=== TASK REQUIREMENTS ===
From the start of the items up to and including the line with "57], [141, 61]]", replace "decal" with "sticker" and give back only those lines, otherwise unchanged.
** START OF DATA SHOWN **
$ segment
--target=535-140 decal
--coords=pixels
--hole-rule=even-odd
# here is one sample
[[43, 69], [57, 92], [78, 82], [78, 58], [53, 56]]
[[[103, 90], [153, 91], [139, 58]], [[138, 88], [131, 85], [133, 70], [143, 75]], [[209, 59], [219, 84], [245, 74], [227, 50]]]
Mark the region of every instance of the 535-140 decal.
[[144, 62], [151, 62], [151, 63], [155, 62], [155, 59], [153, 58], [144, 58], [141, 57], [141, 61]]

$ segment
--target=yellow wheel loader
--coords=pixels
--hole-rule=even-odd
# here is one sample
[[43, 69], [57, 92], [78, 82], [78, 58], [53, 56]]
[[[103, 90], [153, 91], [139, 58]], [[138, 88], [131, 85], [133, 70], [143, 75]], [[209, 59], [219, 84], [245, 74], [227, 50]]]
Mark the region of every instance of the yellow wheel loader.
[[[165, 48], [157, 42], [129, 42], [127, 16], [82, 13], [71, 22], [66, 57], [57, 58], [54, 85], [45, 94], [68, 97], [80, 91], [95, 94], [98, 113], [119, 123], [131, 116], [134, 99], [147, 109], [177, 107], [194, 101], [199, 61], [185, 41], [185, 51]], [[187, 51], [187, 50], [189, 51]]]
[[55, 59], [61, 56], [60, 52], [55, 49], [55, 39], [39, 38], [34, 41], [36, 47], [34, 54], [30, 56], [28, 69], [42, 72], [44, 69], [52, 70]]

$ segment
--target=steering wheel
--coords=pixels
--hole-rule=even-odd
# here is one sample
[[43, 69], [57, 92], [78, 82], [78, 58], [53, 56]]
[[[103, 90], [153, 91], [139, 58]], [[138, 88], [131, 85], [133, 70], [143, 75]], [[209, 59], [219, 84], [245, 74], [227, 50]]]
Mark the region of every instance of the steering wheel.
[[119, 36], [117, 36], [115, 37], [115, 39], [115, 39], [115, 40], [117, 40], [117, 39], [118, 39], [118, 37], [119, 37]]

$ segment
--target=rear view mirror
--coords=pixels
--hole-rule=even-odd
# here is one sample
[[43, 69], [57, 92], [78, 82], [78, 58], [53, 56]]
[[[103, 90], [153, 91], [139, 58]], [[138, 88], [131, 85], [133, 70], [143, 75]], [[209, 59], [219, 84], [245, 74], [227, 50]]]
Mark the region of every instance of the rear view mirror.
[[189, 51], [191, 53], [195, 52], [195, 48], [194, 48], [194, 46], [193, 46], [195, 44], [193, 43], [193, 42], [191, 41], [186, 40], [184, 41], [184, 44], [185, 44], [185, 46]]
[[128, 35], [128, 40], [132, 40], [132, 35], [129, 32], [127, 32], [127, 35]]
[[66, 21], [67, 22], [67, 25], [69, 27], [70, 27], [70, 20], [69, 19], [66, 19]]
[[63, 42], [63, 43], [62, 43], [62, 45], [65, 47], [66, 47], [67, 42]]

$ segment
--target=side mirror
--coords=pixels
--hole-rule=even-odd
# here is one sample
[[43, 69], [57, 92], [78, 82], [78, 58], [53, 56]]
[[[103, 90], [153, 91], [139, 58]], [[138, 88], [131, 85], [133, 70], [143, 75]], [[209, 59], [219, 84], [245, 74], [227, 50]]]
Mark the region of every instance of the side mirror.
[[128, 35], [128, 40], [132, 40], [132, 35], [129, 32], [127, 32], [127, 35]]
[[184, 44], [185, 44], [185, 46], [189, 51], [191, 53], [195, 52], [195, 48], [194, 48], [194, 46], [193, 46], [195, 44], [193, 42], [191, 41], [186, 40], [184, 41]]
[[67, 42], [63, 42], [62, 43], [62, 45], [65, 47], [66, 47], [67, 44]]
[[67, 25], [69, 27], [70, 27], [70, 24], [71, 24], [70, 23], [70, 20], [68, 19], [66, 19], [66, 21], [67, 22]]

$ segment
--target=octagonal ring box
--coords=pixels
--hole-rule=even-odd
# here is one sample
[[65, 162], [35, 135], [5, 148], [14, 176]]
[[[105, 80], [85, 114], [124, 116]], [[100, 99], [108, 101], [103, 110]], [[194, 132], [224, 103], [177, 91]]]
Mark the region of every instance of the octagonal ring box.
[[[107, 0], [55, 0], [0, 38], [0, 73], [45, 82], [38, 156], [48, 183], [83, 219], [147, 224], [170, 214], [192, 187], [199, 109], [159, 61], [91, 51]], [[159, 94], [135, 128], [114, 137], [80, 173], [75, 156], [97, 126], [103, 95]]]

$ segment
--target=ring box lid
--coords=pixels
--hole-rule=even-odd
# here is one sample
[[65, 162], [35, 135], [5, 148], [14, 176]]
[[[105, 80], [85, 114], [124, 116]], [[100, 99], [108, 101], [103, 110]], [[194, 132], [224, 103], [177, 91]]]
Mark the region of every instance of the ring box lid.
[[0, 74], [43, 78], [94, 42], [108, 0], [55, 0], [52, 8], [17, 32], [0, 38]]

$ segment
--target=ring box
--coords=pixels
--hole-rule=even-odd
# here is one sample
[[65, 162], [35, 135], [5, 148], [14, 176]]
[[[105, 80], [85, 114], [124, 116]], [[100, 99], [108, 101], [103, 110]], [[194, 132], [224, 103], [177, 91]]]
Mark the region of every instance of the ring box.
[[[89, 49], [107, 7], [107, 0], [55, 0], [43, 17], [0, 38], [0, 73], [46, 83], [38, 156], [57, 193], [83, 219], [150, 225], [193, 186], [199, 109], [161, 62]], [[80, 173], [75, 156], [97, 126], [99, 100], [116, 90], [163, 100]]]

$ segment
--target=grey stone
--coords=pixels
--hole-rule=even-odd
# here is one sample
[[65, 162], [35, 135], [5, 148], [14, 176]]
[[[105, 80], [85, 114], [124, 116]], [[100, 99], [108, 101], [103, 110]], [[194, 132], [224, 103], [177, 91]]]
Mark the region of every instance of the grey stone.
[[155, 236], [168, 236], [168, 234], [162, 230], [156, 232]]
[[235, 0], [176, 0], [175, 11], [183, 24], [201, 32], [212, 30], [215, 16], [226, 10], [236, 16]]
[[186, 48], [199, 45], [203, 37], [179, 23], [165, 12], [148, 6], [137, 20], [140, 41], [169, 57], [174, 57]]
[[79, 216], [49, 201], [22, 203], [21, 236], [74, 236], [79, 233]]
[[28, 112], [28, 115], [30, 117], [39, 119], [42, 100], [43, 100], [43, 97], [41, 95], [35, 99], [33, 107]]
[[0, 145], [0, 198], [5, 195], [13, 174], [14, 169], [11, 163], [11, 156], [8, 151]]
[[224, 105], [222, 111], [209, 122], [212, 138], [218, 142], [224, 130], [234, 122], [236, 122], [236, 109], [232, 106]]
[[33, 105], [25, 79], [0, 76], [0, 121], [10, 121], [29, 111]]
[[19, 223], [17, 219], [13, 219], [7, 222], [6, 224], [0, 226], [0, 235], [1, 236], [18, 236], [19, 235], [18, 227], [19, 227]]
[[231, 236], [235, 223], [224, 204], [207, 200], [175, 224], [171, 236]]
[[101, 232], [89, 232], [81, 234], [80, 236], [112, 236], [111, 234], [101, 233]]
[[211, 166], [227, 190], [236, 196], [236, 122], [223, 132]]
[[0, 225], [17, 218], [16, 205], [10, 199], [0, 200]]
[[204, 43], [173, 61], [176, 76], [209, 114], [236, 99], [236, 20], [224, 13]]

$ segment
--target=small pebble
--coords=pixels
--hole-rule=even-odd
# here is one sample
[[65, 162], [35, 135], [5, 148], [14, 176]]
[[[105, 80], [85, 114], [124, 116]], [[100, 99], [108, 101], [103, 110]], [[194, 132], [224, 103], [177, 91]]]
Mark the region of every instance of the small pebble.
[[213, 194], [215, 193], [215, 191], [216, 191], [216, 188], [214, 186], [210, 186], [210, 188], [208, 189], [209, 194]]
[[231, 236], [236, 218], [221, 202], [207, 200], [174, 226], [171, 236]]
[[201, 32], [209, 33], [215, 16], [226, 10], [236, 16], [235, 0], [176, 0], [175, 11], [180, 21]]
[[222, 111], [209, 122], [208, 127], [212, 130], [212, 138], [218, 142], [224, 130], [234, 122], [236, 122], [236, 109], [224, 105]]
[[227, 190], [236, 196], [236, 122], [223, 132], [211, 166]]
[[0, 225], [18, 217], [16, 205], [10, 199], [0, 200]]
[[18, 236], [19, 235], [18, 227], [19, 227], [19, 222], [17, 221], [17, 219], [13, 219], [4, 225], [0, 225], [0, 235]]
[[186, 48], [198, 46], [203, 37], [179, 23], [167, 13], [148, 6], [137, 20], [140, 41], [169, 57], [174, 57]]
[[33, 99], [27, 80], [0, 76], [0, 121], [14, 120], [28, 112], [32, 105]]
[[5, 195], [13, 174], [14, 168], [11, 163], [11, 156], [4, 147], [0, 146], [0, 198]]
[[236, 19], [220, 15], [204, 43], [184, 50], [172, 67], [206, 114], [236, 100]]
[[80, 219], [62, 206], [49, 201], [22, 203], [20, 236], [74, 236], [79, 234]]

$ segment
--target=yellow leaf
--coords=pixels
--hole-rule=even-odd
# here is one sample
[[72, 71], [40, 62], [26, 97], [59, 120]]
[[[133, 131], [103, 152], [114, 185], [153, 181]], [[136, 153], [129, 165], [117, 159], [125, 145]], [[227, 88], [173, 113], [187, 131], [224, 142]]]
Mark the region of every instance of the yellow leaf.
** END OF DATA SHOWN **
=== WRITTEN ANSWER ===
$ segment
--target=535-140 sticker
--coords=pixels
--hole-rule=even-odd
# here is one sample
[[43, 69], [57, 92], [78, 82], [78, 58], [53, 56]]
[[[103, 90], [153, 91], [139, 58]], [[138, 88], [131, 85], [133, 70], [143, 75]], [[209, 59], [219, 84], [245, 74], [227, 50]]]
Mark the region of every instance of the 535-140 sticker.
[[144, 62], [151, 62], [151, 63], [155, 62], [155, 59], [153, 58], [144, 58], [141, 57], [141, 61]]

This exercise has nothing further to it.